## ABOUT THIS EXERCISE:
All lines in the records that carry the string "below" are to be shown.

## INPUT RECORDS:
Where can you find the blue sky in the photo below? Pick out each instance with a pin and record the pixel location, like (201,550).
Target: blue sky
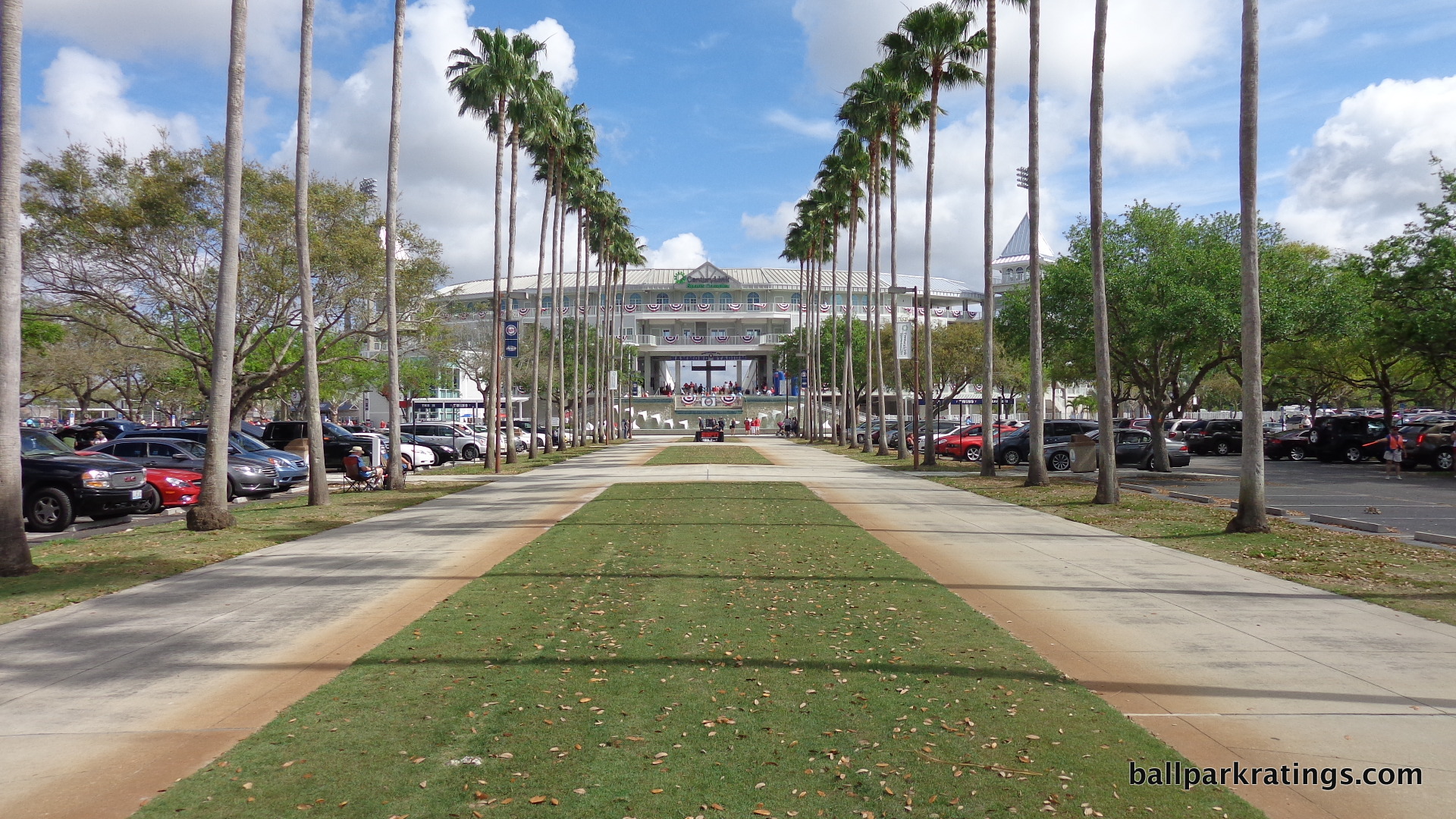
(712,117)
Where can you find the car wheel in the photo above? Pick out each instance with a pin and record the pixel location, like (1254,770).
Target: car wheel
(49,510)
(150,499)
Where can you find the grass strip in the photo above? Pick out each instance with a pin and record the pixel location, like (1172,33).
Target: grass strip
(525,464)
(708,453)
(83,569)
(696,651)
(1379,570)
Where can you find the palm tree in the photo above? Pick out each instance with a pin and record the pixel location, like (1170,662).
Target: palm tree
(15,553)
(312,410)
(212,509)
(397,468)
(1107,491)
(1253,515)
(989,232)
(485,82)
(934,46)
(1036,392)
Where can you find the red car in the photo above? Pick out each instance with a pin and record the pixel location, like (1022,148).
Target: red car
(171,487)
(965,444)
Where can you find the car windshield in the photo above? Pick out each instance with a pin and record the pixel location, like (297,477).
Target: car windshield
(36,444)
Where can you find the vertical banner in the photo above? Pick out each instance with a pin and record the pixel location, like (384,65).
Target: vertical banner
(513,335)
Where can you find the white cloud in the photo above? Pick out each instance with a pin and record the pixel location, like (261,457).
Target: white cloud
(683,251)
(1145,143)
(83,99)
(447,168)
(1367,167)
(814,129)
(770,226)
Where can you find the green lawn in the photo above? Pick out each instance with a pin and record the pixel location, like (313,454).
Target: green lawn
(77,570)
(673,651)
(708,453)
(1381,570)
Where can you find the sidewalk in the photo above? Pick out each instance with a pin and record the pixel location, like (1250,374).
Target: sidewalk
(109,701)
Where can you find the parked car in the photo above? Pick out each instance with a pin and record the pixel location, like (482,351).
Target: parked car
(443,453)
(1015,447)
(1430,445)
(246,475)
(1222,436)
(291,469)
(1348,438)
(965,444)
(57,485)
(293,438)
(168,487)
(1291,444)
(463,439)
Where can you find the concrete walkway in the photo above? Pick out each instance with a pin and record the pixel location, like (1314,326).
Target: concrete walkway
(108,701)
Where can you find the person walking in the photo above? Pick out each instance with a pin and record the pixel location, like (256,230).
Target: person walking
(1394,453)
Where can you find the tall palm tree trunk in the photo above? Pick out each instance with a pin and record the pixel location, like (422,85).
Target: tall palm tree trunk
(989,256)
(894,283)
(1253,515)
(1036,400)
(312,410)
(15,551)
(212,510)
(397,469)
(1107,490)
(928,388)
(510,286)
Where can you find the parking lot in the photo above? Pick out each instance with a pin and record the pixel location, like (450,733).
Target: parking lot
(1423,502)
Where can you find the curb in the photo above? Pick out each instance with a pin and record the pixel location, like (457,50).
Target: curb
(1353,523)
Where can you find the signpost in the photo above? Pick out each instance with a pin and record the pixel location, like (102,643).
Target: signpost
(513,338)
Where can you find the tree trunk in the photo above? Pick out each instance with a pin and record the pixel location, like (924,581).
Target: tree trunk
(1253,515)
(989,256)
(312,410)
(1036,401)
(397,468)
(15,553)
(1107,490)
(212,509)
(929,210)
(510,283)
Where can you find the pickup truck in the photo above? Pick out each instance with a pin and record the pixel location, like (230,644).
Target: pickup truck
(337,441)
(58,485)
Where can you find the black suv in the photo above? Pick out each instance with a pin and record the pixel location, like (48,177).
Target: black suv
(58,484)
(1015,447)
(1218,438)
(1348,438)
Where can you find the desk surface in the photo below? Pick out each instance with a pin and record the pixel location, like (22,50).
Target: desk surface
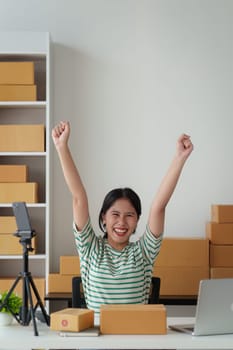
(23,338)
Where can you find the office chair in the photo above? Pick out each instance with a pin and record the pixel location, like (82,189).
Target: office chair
(78,299)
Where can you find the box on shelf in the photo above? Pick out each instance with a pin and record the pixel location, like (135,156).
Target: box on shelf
(69,265)
(18,92)
(133,319)
(72,319)
(221,272)
(10,245)
(180,281)
(7,282)
(221,255)
(184,252)
(58,283)
(16,73)
(8,224)
(222,213)
(22,138)
(19,192)
(219,233)
(13,173)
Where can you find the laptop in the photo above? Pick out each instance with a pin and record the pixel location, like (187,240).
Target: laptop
(214,311)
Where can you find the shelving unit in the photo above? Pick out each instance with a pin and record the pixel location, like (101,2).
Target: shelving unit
(30,46)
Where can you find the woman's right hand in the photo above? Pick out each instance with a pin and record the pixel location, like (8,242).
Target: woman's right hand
(61,133)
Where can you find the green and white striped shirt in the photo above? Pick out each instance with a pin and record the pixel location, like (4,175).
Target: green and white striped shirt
(110,276)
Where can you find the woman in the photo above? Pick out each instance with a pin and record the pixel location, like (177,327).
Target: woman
(115,270)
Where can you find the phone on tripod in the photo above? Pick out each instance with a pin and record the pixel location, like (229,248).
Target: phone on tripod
(28,309)
(22,220)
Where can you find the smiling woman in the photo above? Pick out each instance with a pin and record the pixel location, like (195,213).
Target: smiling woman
(113,269)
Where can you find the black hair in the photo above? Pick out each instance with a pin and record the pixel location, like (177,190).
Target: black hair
(116,194)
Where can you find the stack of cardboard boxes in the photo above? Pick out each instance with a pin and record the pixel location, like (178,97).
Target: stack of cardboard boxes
(17,82)
(181,264)
(220,233)
(14,185)
(62,282)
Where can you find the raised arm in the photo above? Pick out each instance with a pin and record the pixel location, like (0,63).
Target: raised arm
(60,135)
(168,185)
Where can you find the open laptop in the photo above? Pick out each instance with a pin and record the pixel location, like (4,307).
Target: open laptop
(214,311)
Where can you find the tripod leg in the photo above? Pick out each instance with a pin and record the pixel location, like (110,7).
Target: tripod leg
(32,313)
(39,301)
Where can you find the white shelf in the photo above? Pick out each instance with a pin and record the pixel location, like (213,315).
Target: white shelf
(22,104)
(30,46)
(20,257)
(27,154)
(29,205)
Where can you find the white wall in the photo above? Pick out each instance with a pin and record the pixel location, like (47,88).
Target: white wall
(131,75)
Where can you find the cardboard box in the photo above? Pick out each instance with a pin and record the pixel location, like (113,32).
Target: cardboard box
(183,252)
(7,224)
(133,319)
(18,93)
(19,192)
(58,283)
(17,73)
(180,281)
(7,282)
(22,138)
(222,213)
(13,173)
(221,272)
(221,255)
(72,319)
(219,233)
(69,265)
(10,245)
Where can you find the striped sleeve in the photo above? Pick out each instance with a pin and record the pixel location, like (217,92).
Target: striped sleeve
(150,245)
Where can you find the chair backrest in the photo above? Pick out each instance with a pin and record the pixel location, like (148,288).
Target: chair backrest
(78,299)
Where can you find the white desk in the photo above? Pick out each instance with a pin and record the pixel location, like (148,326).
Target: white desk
(18,337)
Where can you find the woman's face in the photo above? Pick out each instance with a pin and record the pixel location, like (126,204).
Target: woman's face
(121,221)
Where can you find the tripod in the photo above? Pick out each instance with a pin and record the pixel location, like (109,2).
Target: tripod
(27,311)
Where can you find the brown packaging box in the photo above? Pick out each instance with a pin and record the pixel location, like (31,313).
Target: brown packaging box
(133,319)
(219,233)
(13,73)
(58,283)
(72,319)
(22,138)
(7,282)
(9,245)
(19,192)
(222,213)
(69,265)
(18,92)
(221,255)
(13,173)
(183,252)
(7,224)
(221,272)
(180,281)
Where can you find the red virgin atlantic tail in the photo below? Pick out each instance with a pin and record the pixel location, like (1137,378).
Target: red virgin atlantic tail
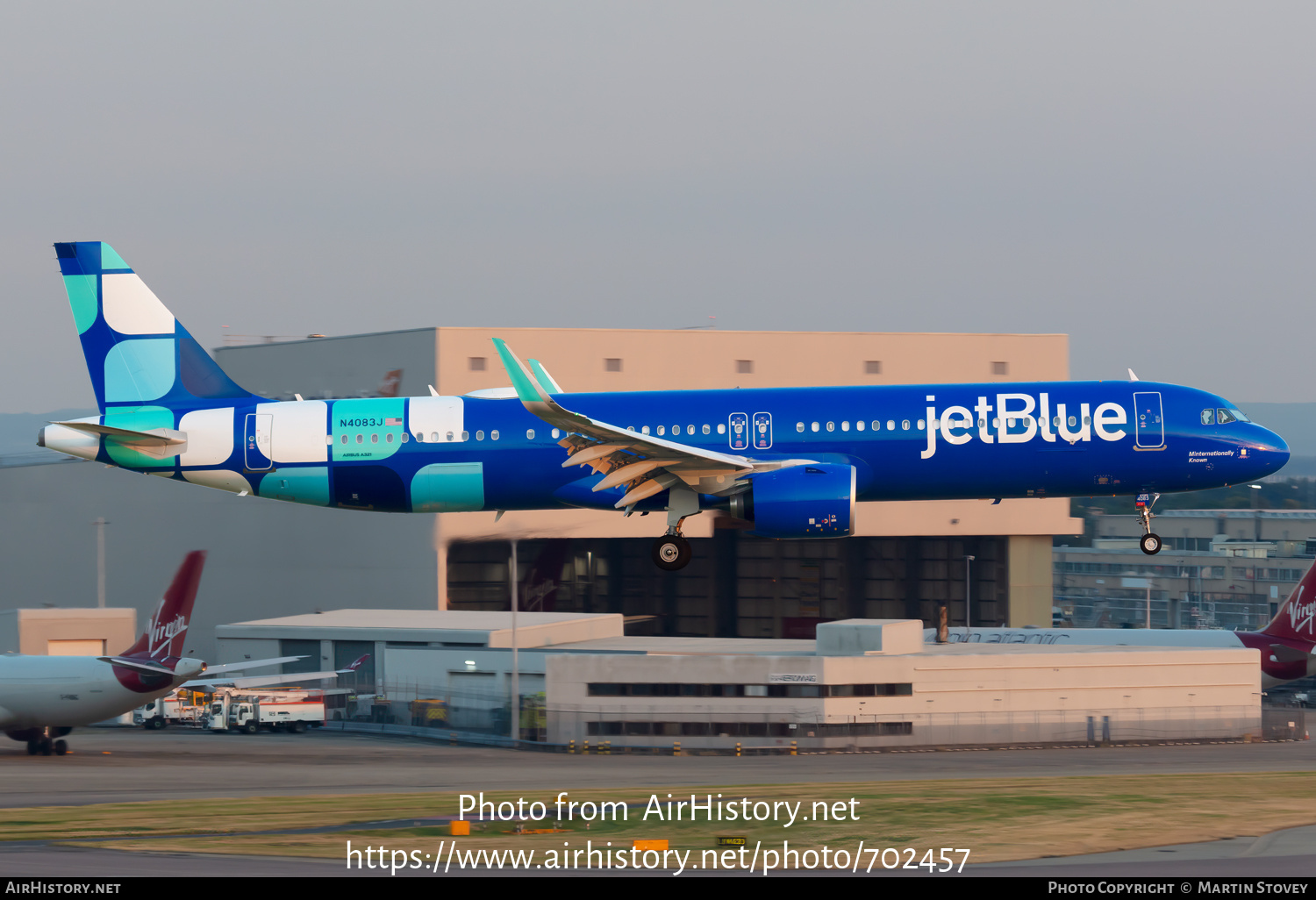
(168,625)
(1297,616)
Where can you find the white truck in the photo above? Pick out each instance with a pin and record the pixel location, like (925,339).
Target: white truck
(292,713)
(175,710)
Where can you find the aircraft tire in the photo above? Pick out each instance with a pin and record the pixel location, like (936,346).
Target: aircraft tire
(671,553)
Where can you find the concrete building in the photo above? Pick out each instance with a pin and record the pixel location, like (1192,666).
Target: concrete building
(860,683)
(1220,568)
(68,632)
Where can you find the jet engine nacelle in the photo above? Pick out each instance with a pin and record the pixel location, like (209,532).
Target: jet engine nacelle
(799,502)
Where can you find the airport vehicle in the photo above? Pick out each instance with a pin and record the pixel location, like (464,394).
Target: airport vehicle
(279,713)
(168,711)
(224,699)
(792,462)
(45,697)
(1287,644)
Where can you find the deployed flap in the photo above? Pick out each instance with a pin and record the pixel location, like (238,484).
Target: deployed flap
(608,447)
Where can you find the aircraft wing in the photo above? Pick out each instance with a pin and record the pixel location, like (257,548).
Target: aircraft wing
(260,681)
(253,663)
(645,463)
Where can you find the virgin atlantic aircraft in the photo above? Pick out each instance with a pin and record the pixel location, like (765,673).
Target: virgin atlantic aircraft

## RESULT OF THIS EXERCISE:
Where can you find the blue sky in the photo below? Pick out each instance with a pin and record the pixel location, like (201,550).
Where can you find the desk surface in the photo below? Pick out each instance with a pin and record the pixel location, like (22,50).
Where can you find the red virgin atlantic tail in the photo below? Pick out each instance with a pin and record the pixel location, like (1137,378).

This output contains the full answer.